-------- Source excerpt --------
Two with suspected Hezbollah links held in Brazil over alleged terror plot

Two with suspected Hezbollah links held in Brazil over alleged terror plot

Brazilian federal police have arrested two men with suspected links to the Lebanese militant group Hezbollah who were reportedly plotting to launch terror attacks against the Jewish community in Brazil.

The arrests were made on Wednesday during what police called an operation to “interrupt preparations for acts of terrorism and obtain evidence about the possible recruitment of Brazilians to commit of extremist acts”.

Media reports said one man had been arrested at Brazil’s biggest international airport, in Guarulhos, São Paulo, after flying in from Lebanon. “The federal police believe he came with information to pass on to his partner about carrying out the attacks,” the television network CNN Brasil reported.

Rio’s O Globo newspaper said investigators believed “the group was planning to launch attacks on buildings belonging to Brazil’s Jewish community, including synagogues”, although specific targets were not cited.

The office of Israel’s prime minister, Benjamin Netanyahu, thanked Brazilian security services “for the arrest of a terrorist cell that was operated by Hezbollah in order to carry out an attack on Israeli and Jewish targets in Brazil”.

Netanyahu’s office indicated that Israel’s intelligence agency, Mossad, and other foreign security agencies had played a role in the operation, which it said had “foiled a terrorist attack in Brazil, planned by the Hezbollah terrorist organization, directed and financed by Iran … This was an extensive network that operated in additional countries.”

Brazil is home to Latin America’s second largest Jewish community as well as a 17th-century synagogue said to be the first built in the Americas.

Multiple reports said the arrested men had links to Hezbollah, the Lebanon-based Islamist militia group.

Police said they had carried out search warrants in three regions: São Paulo, Minas Gerais and the federal district around Brazil’s capital, Brasília.
-------- Excerpted data --------
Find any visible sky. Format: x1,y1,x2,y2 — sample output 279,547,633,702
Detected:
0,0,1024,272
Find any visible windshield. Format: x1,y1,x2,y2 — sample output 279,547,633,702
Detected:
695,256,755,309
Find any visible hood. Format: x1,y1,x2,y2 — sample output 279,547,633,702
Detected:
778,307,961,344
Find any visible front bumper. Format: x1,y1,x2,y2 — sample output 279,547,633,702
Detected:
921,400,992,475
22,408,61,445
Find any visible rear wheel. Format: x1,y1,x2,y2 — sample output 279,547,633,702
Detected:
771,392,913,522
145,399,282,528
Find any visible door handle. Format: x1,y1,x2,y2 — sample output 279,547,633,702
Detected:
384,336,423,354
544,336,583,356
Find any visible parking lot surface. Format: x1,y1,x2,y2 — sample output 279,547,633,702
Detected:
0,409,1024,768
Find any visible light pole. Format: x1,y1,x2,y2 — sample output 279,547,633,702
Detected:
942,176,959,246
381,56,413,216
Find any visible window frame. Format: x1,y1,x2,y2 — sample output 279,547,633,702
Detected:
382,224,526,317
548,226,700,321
--------
-------- Excerpted data --------
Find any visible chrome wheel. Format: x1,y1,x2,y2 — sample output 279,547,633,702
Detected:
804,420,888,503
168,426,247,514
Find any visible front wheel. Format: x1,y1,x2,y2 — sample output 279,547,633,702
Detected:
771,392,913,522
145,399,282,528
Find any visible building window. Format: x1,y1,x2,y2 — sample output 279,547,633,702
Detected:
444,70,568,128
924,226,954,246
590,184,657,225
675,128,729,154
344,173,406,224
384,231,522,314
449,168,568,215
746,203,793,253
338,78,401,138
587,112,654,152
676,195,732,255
--------
**Requirements:**
1. From the news article above about the arrests in Brazil, extract the passage that starts at the words "Netanyahu’s office indicated" and stops after the words "Islamist militia group.", copying it word for word.
2. Render this sentence from the news article about the arrests in Brazil into Spanish: "Multiple reports said the arrested men had links to Hezbollah, the Lebanon-based Islamist militia group."

**Solution list:**
1.
Netanyahu’s office indicated that Israel’s intelligence agency, Mossad, and other foreign security agencies had played a role in the operation, which it said had “foiled a terrorist attack in Brazil, planned by the Hezbollah terrorist organization, directed and financed by Iran … This was an extensive network that operated in additional countries.”

Brazil is home to Latin America’s second largest Jewish community as well as a 17th-century synagogue said to be the first built in the Americas.

Multiple reports said the arrested men had links to Hezbollah, the Lebanon-based Islamist militia group.

2. Varios informes indicaron que los hombres detenidos tenían vínculos con Hezbolá, el grupo miliciano islamista con sede en el Líbano.